• _DIRECTION_
Beginning at the line containing "formatted as [137,138].", output every line to the end of the data below exactly as it appears.

------------------------------------------------

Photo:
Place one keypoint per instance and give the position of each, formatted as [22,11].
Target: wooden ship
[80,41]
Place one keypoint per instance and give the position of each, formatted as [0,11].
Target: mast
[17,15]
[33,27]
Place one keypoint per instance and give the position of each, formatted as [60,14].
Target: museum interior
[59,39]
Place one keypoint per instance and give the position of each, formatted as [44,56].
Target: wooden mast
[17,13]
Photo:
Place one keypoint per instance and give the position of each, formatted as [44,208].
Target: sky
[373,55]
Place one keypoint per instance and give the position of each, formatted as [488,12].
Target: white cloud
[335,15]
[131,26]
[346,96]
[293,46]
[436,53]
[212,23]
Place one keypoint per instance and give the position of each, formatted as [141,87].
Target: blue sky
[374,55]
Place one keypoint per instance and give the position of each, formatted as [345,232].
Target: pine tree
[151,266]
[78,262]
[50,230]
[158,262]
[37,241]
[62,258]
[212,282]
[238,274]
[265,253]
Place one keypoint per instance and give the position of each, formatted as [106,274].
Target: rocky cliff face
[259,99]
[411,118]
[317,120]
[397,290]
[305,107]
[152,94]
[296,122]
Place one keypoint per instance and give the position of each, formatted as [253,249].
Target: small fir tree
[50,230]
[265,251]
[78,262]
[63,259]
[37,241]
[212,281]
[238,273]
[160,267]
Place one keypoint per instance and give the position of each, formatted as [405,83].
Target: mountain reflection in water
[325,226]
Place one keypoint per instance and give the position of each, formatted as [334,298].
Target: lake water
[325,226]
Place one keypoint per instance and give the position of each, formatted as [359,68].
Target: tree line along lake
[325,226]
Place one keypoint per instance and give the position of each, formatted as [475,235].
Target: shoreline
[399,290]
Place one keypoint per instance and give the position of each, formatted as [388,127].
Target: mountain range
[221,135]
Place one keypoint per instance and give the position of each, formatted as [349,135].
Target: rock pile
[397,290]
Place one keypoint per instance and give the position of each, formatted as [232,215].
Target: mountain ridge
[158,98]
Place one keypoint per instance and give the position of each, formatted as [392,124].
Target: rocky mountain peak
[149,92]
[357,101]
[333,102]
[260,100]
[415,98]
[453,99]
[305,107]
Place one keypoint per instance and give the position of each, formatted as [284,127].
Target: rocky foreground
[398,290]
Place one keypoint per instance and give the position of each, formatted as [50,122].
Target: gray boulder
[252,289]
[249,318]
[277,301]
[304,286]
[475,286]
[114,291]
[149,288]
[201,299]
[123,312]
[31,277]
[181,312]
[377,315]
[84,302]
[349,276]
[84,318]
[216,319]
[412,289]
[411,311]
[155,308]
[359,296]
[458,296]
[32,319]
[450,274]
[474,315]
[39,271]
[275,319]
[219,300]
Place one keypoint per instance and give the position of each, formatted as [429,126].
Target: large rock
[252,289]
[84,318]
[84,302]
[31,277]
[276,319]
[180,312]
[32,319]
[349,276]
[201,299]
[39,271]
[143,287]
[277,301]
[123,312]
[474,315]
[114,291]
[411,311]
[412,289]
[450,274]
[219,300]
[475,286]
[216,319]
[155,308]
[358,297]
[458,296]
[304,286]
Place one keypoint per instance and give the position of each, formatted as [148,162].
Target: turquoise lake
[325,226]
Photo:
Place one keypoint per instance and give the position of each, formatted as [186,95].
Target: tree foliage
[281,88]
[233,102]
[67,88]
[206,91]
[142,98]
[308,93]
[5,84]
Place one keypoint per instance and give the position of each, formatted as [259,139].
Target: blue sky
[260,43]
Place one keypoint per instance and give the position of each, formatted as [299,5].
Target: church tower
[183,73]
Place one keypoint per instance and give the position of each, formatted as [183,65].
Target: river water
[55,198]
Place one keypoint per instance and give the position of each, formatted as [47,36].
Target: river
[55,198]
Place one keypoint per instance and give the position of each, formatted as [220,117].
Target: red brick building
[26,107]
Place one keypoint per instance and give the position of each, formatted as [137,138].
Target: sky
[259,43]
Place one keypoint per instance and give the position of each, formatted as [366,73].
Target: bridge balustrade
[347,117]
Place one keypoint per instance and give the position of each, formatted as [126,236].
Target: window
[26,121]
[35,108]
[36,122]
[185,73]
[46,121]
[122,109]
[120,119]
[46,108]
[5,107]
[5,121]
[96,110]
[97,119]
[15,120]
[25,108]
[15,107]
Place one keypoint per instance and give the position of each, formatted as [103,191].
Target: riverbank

------------------------------------------------

• _WRITTEN ANSWER_
Place one keypoint per instance and give the position of each, formatted as [137,138].
Target: sky
[259,43]
Place one keypoint per instance and give the position of each, formatted as [366,73].
Target: bridge balustrade
[347,117]
Place one keypoint per instance and give the position of each, formatted as [126,236].
Target: window
[26,121]
[35,108]
[36,122]
[185,73]
[46,121]
[122,109]
[120,119]
[46,108]
[5,107]
[5,121]
[96,110]
[97,119]
[15,120]
[25,108]
[15,107]
Place one keypoint per instance and give the position of each, formatted as [103,191].
Target: riverbank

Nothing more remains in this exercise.